## Written instruction 1
Copy the stretch of the algae forum thread from "how do I remove" through "i stick to.", word for word.
## Written instruction 2
Write the next part of the algae forum thread, picking up right after its last post.

## Text excerpt
-.-.-

# what type of algae is this?



## rrogan (Nov 7, 2007)

This has started growing over most of my plants and I don't know how to fix it. I just did a large wc not too long ago, and after that it seems to be growing more.





Also how would I go about getting rid of it?


----------



## trenac (Jul 16, 2004)

Looks like staghorn. It's easy to remove manually. Make sure that you are dosing ferts (micros, nitrates, phosphates & nitrates) & using a carbon source (C02 and/or Excel).

Here is a Algae prevention chart... http://rexgrigg.com/Algae1.html


----------



## rrogan (Nov 7, 2007)

how do I remove it? do I just pull it off or what. I did lower my co2 levels not too long ago, so I'll raise them again to see if that helps. I also have a dry dosing regement that i stick to.


----------



## trenac (Jul 16, 2004)

Just grab the algae and pull it off. You may need to cut leaves off that are badly affected.

-.-.-

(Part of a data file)
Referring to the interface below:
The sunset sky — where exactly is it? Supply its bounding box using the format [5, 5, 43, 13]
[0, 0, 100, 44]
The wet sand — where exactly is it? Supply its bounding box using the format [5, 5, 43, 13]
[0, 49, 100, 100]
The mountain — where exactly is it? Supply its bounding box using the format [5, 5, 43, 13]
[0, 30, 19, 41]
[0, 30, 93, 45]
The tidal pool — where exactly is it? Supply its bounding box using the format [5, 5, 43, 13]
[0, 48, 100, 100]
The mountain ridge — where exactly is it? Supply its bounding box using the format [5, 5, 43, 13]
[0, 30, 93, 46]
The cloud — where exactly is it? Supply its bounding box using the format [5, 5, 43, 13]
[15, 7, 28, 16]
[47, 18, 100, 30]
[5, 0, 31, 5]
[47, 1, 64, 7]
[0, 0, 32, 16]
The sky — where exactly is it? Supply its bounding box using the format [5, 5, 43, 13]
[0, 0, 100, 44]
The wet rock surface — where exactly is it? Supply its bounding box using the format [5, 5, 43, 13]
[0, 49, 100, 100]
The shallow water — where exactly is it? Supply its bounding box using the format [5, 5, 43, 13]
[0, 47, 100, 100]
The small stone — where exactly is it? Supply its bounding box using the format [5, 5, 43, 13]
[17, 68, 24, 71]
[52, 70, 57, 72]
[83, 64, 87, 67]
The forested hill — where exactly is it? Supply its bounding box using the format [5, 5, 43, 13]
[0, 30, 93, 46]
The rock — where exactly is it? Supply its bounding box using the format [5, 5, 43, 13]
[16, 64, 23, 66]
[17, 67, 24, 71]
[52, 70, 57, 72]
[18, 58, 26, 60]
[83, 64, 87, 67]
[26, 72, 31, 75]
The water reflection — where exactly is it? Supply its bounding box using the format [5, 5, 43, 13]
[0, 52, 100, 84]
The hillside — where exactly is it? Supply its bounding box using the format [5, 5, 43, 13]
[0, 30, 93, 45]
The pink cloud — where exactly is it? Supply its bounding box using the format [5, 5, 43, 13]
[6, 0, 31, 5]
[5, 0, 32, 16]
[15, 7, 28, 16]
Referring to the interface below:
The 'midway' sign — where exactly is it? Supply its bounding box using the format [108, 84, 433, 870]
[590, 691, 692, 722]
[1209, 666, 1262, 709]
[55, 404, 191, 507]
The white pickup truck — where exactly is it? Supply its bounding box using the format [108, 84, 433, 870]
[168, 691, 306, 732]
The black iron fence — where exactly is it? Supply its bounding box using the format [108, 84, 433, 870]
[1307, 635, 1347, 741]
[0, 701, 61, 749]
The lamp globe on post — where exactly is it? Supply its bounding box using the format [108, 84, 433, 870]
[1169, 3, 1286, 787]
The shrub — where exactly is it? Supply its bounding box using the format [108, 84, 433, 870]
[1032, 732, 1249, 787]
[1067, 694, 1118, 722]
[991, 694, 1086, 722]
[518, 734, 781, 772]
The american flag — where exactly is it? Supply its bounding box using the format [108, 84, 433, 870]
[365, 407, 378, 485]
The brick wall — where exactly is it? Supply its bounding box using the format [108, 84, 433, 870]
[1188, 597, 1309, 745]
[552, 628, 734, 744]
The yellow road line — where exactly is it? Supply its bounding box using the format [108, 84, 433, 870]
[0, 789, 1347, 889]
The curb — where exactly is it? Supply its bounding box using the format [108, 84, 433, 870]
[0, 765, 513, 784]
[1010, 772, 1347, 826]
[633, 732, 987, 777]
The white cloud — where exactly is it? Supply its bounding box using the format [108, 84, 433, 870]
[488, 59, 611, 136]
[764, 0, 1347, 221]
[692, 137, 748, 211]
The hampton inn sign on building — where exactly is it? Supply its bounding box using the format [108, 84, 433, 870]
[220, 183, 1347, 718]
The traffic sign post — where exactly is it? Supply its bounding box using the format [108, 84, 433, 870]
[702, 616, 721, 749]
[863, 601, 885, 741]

-.-.-

## Output 1
how do I remove it? do I just pull it off or what. I did lower my co2 levels not too long ago, so I'll raise them again to see if that helps. I also have a dry dosing regement that i stick to.

## Output 2
----------



## Newt (Apr 1, 2004)

I just got this algae soon after injecting my CO2 into the inlet of my ehiem. It was also in conjunction with adding phosphate too much, too quickly because of low level PO4. It remains low: 0.05 to 0.1 ppm on a seachem test kit.

I've been pruning hard.

Is it a bad thing to inject into the filter? 

My ammonia is still zero; however my ammonium could be high as my son added some guppies into my tank (rabbits of the fish world) awhile back and now there are WAY TOO MANY. We are setting up the 29 for his liverbears next weekend and I got an Angelfish to thin out the herd.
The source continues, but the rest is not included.